• **Study text**
+++

Campaigning over the Indigenous voice to parliament finally is starting to zero in on the priority issues that must be addressed to achieve the high ambitions both Yes and No advocates claim to champion. These are the changes in life experience for Indigenous communities built on a foundation of health, education, physical safety and respect.

In her address to the National Press Club on Wednesday, Indigenous Australians Minister Linda Burney gave examples of the priority areas where she expects the voice to concentrate its efforts. These included improving school attendance at a local level, improving the design and operation of the work-for-the-dole scheme with better training of the skills demanded by local communities, and support for birthing on country that embraces tradition and language to reduce the number of premature childbirths. But Ms Burney could not explain how, if enacted, the voice could be compelled to listen to government wishes. Nor did she answer the central question of why a large bureaucracy that costs taxpayers $30bn a year has been unable to deliver results expected of it. And why an Indigenous voice enshrined in the Constitution would yield a different result.

+++

• **Recorded information**

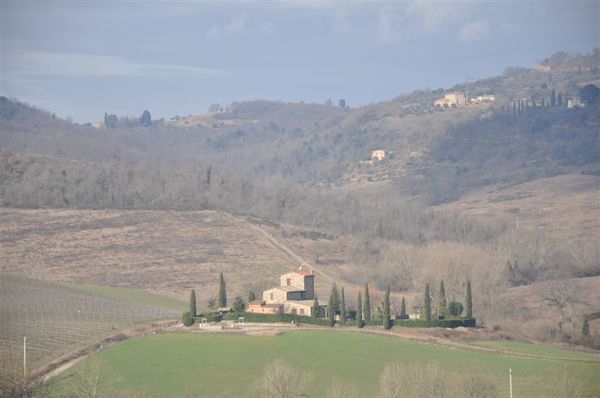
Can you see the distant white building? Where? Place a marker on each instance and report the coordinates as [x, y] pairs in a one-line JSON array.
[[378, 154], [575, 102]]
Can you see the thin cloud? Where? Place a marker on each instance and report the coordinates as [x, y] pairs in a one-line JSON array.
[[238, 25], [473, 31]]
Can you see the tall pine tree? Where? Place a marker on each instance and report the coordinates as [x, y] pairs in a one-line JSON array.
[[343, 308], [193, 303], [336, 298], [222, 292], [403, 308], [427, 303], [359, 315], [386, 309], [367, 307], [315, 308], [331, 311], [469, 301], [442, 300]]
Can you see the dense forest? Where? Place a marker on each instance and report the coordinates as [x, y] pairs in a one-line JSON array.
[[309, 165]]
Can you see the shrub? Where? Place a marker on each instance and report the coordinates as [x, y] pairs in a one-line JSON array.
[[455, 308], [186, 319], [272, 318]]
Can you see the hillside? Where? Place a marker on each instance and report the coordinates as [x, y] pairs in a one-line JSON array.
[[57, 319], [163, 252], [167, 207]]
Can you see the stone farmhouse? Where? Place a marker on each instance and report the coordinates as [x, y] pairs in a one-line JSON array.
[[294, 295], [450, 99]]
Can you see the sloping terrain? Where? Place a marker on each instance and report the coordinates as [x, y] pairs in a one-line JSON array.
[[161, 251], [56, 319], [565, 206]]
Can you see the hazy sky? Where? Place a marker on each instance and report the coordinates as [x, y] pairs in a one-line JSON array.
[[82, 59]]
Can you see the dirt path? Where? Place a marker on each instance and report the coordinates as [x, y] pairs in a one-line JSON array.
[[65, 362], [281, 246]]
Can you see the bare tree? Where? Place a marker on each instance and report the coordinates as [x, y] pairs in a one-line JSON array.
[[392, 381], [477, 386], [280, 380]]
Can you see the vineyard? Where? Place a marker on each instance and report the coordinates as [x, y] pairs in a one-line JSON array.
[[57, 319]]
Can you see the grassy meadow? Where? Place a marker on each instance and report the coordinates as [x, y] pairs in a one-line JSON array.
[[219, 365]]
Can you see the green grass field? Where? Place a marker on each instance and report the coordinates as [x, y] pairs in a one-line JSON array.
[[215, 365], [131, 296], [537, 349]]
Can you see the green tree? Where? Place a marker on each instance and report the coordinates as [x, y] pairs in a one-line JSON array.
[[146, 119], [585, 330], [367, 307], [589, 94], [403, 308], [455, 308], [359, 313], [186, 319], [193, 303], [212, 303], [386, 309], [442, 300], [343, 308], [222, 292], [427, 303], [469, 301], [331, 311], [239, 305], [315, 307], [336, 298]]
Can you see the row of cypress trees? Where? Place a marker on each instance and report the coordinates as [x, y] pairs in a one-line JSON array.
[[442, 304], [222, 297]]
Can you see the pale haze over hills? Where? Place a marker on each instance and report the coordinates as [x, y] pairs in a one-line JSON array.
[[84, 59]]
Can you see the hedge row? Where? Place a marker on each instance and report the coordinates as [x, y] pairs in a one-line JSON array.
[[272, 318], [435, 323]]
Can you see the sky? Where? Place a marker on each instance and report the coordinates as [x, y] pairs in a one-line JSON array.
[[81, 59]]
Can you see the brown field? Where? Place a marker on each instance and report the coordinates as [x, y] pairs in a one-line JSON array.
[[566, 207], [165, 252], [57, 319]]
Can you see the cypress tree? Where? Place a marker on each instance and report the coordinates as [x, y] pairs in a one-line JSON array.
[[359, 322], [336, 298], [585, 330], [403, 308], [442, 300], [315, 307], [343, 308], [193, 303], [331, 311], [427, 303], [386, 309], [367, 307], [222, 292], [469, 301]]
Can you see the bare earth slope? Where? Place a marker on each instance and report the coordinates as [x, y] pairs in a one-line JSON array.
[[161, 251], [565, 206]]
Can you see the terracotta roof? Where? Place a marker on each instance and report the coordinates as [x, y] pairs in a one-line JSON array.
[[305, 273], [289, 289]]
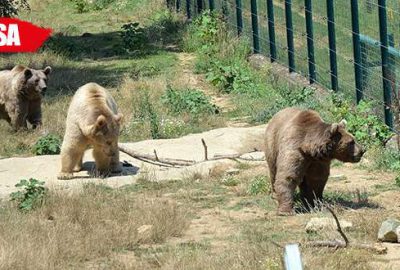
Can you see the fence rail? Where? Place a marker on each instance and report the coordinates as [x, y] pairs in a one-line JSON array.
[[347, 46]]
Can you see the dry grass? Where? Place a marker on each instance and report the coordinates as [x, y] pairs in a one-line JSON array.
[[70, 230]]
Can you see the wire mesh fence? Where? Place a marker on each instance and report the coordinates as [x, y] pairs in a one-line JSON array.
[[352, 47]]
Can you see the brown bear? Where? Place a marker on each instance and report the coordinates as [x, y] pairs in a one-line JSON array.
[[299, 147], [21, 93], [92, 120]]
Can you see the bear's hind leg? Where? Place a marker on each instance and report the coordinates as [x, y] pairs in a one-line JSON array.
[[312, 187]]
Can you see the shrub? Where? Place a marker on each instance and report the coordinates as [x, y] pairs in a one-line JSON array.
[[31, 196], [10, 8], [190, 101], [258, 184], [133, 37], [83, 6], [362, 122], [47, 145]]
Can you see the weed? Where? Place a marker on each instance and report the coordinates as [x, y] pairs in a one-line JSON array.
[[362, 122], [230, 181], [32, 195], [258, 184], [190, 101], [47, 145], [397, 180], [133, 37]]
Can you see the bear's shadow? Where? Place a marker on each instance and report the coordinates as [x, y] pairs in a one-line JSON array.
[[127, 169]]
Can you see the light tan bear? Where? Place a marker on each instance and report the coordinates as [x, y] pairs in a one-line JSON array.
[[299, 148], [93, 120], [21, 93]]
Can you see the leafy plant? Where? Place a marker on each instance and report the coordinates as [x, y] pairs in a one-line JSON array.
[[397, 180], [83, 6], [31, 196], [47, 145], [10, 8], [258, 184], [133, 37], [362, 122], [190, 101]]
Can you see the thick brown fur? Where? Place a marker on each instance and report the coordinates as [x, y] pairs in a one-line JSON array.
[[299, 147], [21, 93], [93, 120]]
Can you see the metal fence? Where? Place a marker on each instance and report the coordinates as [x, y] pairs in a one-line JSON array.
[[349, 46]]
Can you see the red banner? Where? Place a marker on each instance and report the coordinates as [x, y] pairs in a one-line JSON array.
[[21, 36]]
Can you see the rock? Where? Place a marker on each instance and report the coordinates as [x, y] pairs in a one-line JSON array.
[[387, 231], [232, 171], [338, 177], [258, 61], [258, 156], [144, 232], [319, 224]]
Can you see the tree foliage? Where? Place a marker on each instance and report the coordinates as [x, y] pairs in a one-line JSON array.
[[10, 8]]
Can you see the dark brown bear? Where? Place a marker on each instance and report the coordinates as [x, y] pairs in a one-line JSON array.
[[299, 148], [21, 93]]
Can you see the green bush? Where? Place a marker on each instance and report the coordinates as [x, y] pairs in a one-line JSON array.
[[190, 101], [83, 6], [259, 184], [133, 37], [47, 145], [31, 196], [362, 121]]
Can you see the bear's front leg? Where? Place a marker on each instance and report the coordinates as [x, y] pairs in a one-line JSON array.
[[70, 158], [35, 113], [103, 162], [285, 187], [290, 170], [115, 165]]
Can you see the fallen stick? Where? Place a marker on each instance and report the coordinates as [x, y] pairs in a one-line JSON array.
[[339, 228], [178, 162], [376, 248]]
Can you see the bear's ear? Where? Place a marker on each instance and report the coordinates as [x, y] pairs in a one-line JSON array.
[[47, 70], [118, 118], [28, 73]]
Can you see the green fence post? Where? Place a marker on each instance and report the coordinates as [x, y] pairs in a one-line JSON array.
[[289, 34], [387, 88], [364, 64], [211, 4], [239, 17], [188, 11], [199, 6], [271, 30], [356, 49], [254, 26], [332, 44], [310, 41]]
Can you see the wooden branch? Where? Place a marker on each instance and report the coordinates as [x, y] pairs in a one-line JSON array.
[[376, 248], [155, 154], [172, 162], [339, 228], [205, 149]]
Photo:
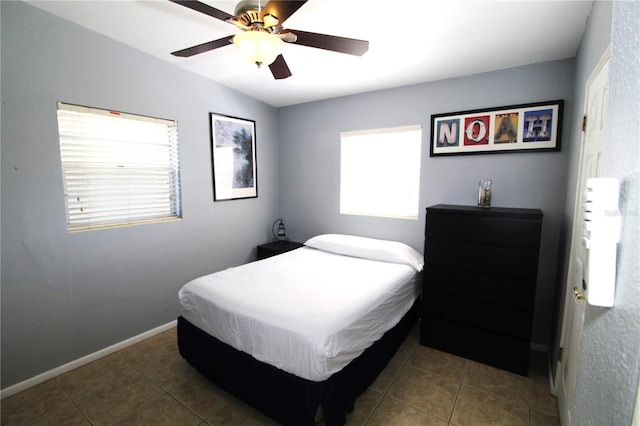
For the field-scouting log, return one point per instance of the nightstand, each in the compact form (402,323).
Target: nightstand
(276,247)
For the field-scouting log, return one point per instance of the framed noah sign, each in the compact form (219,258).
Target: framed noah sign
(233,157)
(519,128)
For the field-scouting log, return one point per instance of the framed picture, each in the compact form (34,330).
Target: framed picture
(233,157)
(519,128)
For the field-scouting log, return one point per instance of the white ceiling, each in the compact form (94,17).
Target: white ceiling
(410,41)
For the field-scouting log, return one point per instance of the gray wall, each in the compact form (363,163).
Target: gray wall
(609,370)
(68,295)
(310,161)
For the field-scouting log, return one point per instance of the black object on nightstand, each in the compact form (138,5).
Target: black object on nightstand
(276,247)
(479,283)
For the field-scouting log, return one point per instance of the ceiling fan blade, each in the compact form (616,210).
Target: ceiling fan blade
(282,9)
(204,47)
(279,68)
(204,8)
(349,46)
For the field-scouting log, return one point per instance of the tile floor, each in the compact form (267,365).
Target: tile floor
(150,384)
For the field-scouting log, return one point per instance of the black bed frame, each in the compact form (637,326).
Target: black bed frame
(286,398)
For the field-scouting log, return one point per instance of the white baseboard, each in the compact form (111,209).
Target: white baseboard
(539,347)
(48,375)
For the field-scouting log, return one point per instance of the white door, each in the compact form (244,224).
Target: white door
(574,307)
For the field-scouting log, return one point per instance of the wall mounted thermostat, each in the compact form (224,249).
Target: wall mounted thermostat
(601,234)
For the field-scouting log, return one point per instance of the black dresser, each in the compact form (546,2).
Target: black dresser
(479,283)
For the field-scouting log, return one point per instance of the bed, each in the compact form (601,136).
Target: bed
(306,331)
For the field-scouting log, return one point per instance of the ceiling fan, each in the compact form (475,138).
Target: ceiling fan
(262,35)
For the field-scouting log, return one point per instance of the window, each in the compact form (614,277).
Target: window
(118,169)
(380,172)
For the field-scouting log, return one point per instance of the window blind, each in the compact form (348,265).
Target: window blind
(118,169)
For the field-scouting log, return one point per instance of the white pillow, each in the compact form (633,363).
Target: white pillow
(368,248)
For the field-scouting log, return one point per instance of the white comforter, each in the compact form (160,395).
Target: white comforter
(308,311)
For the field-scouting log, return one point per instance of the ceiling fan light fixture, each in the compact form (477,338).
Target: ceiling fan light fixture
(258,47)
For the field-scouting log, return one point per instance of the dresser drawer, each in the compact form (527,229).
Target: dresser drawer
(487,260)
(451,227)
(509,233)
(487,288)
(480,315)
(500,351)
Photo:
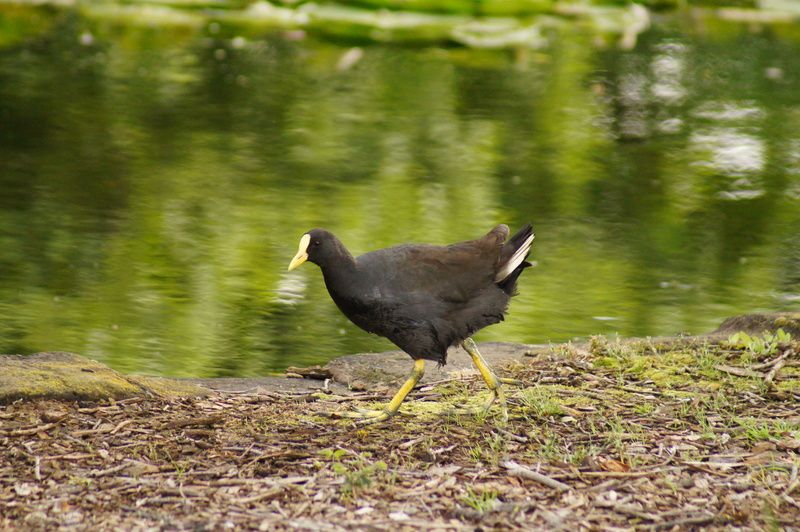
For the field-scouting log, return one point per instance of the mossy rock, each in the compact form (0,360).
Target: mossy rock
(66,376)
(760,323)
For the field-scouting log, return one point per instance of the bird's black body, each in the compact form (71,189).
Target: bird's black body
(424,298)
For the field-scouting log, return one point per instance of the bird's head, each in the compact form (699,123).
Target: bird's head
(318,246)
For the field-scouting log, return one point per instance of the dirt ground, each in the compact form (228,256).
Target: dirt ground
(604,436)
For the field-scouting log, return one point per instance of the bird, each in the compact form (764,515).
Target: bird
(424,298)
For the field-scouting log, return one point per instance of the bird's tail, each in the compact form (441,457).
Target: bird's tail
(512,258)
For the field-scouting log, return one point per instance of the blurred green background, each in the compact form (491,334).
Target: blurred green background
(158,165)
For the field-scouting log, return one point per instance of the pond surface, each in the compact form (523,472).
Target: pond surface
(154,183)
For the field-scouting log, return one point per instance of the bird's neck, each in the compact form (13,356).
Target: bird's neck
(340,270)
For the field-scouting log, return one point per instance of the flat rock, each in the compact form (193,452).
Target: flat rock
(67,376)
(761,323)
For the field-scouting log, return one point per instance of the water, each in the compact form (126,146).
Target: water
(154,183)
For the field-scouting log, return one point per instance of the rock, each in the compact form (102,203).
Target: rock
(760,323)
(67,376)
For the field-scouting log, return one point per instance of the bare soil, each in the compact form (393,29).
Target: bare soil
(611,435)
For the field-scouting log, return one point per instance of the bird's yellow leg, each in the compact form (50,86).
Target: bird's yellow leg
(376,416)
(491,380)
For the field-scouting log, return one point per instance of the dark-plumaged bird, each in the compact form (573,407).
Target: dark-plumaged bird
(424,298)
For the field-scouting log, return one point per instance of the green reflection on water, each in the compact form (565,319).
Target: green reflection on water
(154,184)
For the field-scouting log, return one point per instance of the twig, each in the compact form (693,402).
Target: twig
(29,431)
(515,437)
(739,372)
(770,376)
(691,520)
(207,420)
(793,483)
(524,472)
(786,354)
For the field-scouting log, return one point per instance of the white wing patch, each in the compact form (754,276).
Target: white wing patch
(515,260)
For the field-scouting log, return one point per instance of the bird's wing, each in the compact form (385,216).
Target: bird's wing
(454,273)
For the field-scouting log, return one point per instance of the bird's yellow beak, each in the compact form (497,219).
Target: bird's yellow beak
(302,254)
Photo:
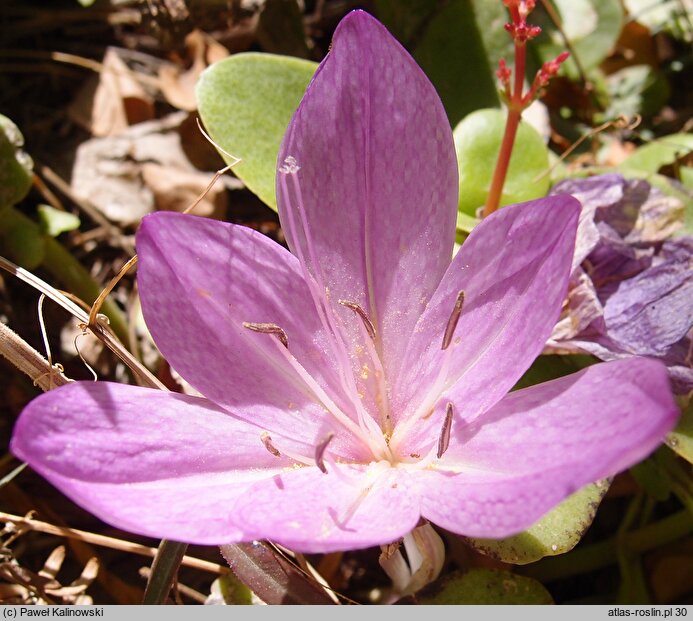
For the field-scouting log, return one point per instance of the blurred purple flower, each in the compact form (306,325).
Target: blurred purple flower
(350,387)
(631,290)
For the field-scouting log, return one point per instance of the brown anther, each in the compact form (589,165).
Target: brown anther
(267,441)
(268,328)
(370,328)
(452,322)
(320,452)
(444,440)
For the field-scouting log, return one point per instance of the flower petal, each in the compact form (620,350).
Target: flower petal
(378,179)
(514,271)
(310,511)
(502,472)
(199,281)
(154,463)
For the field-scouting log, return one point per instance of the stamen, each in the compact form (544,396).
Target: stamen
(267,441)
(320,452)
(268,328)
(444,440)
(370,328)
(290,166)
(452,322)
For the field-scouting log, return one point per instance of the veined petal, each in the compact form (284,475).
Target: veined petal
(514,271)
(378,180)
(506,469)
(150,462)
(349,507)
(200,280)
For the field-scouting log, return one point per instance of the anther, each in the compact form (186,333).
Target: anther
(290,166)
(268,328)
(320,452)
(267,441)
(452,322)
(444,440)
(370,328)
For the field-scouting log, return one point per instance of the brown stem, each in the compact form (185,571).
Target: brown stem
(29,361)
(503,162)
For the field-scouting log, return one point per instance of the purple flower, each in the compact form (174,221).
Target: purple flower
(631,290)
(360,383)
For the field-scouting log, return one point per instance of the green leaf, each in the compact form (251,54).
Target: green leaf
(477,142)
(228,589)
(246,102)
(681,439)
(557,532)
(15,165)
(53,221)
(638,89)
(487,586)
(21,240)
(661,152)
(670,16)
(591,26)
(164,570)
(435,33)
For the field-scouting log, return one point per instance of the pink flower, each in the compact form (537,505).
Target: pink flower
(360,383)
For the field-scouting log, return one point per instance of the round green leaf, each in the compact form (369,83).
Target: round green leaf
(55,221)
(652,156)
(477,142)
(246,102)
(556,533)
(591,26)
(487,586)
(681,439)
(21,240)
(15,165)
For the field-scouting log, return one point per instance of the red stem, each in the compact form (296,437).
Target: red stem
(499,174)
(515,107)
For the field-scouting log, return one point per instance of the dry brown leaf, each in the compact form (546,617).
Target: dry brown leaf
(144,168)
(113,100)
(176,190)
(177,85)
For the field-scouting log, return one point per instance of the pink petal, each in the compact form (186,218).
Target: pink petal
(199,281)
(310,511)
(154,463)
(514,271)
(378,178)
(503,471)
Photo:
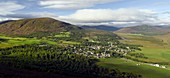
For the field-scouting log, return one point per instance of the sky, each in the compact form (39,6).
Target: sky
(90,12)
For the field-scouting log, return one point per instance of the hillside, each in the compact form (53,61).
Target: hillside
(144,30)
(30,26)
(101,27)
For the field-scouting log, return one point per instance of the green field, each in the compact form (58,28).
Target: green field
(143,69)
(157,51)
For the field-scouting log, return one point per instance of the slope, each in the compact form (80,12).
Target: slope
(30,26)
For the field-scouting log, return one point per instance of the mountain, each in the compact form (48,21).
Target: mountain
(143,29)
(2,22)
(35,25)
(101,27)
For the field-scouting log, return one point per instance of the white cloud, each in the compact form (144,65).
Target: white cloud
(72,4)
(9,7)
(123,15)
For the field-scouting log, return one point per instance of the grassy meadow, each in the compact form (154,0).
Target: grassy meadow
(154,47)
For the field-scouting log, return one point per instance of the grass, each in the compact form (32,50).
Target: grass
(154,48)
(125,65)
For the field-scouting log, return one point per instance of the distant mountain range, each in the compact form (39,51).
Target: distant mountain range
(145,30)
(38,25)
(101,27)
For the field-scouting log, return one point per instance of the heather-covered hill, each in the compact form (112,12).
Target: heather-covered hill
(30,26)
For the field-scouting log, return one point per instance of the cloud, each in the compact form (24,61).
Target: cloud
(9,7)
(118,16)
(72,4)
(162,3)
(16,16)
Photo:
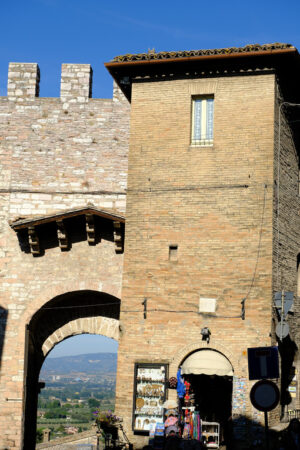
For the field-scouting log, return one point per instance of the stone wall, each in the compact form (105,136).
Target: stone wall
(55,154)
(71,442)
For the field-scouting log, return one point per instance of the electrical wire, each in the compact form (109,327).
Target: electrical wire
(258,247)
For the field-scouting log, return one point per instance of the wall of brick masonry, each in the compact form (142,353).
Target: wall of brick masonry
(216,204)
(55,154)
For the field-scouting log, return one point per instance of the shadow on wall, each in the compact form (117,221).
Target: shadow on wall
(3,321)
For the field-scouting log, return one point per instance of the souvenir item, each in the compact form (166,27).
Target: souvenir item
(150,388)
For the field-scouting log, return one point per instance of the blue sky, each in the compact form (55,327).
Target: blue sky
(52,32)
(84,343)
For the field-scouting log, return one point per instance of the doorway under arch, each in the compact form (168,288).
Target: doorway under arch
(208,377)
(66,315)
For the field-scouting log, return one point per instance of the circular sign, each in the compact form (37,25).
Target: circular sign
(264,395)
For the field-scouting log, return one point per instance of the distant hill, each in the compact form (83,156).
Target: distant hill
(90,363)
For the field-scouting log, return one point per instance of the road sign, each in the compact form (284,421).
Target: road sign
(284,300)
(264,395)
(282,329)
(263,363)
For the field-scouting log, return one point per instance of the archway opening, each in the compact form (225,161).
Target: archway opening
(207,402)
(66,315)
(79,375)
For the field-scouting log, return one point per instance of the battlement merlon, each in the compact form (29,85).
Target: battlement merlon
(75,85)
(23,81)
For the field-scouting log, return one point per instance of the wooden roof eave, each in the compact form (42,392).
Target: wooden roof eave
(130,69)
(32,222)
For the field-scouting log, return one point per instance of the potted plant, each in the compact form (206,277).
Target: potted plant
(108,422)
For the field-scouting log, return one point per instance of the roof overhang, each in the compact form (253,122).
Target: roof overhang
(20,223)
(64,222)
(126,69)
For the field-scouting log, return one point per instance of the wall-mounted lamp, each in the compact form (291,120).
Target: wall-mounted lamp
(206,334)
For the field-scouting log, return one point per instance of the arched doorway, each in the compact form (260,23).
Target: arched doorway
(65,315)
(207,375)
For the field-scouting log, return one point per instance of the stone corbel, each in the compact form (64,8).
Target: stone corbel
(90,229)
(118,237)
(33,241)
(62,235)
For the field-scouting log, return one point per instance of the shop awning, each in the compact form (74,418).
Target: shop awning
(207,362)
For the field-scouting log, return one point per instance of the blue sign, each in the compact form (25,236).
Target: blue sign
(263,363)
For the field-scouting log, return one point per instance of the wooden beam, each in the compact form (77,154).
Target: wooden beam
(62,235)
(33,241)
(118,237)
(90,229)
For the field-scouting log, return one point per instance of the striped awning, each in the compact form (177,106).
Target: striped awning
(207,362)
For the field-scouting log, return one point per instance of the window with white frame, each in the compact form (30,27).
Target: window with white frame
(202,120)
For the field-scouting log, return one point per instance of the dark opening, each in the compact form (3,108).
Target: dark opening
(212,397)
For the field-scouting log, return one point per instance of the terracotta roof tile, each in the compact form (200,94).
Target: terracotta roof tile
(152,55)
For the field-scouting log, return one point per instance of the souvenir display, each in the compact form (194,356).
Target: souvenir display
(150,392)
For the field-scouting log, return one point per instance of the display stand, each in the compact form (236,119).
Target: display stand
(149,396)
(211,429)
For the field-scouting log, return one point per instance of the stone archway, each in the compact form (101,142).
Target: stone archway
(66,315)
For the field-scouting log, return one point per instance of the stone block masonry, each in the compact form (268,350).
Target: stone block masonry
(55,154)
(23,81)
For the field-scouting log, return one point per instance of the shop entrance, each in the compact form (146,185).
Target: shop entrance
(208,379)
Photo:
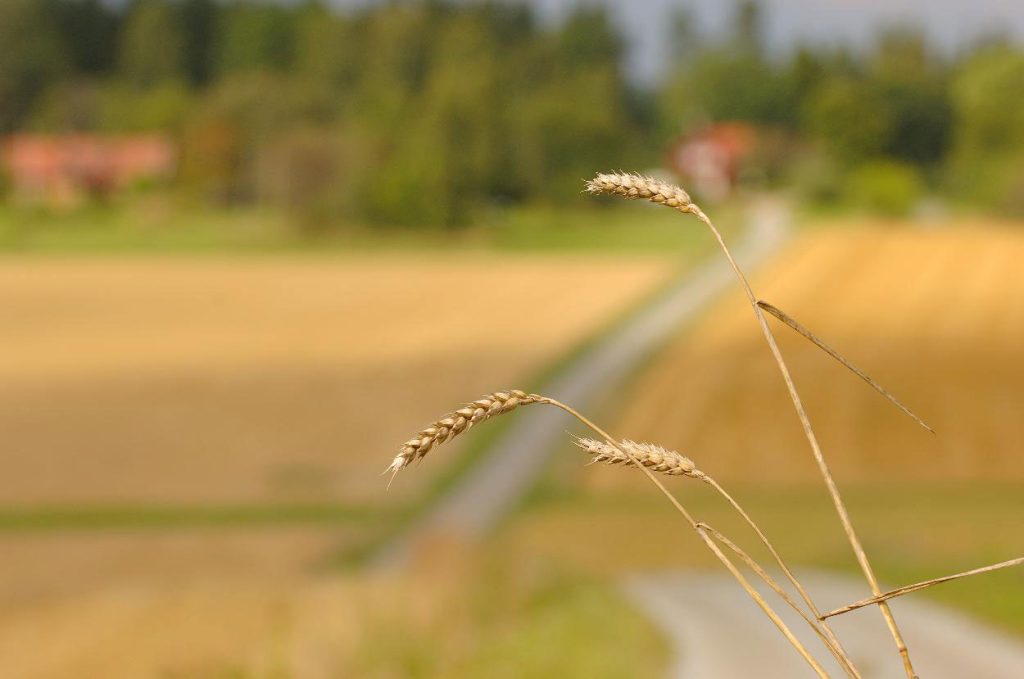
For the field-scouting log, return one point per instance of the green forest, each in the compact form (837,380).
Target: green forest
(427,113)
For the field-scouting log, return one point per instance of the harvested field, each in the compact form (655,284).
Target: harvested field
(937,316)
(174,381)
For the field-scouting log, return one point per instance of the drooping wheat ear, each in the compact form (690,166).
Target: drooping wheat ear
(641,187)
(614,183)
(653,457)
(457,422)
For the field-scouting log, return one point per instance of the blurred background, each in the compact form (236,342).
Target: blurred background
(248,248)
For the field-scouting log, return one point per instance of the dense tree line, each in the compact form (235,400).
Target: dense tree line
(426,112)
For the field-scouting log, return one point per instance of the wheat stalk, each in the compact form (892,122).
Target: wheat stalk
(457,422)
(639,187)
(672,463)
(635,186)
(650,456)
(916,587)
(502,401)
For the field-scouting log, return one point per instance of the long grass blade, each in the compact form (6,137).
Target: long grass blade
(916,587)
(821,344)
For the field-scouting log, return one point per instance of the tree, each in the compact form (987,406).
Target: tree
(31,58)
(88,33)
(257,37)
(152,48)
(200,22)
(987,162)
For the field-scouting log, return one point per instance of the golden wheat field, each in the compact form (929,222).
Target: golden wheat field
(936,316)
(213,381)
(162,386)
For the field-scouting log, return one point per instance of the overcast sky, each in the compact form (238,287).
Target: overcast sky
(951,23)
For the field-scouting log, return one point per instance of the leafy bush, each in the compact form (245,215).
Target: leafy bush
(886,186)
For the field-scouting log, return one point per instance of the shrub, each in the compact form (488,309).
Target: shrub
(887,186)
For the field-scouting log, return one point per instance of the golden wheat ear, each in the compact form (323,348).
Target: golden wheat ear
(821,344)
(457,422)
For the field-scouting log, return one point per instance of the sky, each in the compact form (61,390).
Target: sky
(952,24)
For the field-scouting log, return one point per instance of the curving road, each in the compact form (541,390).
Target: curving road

+++

• **Problems to solve**
1. In the text about the Indigenous voice to parliament, where did Linda Burney give her address on Wednesday?
2. Continue the text about the Indigenous voice to parliament, picking up after its last sentence.
The entries have no part in this work.

• **Answers to this exercise**
1. At the National Press Club.

2.
Voice architect Megan Davis made a valuable contribution to the debate on Friday. She said Aboriginal and Torres Strait Islander delegates at Uluru in 2017 had asked for a voice because ­bureaucracy and politicians had failed them. “The Productivity Commission at a national level has said that of the $30bn that is bandied around, probably 27 per cent hits community,” Professor Davis said. “The rest of it is a huge industry where a lot of people are making a lot of money off of disadvantage and they don’t want the status quo to change because they are … going to lose business as a consequence of people getting control back over their lives.”

Professor Davis has put into words what mainstream Australia intuitively knows to be true. Everyone involved, including those who are likely to take a central role in the voice should a referendum succeed, must look deep into themselves and ask whether they, too, have been part of the problem.

Interviewed in The Weekend Australian, Indigenous South Australian senator Kerrynne Liddle echoes a similar concern. She says she fundamentally disagrees with a constitutionally enshrined voice because it is not clear how it will work or what it will achieve in a practical sense. Senator Liddle is worried about permanence, about another layer of bureaucracy. The result, she says, would be divisive and based on race.

Writing on Friday, Indigenous academic Anthony Dillon said the Yes camp is right to say change is needed, but argues the voice is not that change. He says the proposed solutions to the problems facing too many Indigenous Australians will be effective only when they are premised on the idea that their fundamental needs are the same as those of non-Indigenous Australians.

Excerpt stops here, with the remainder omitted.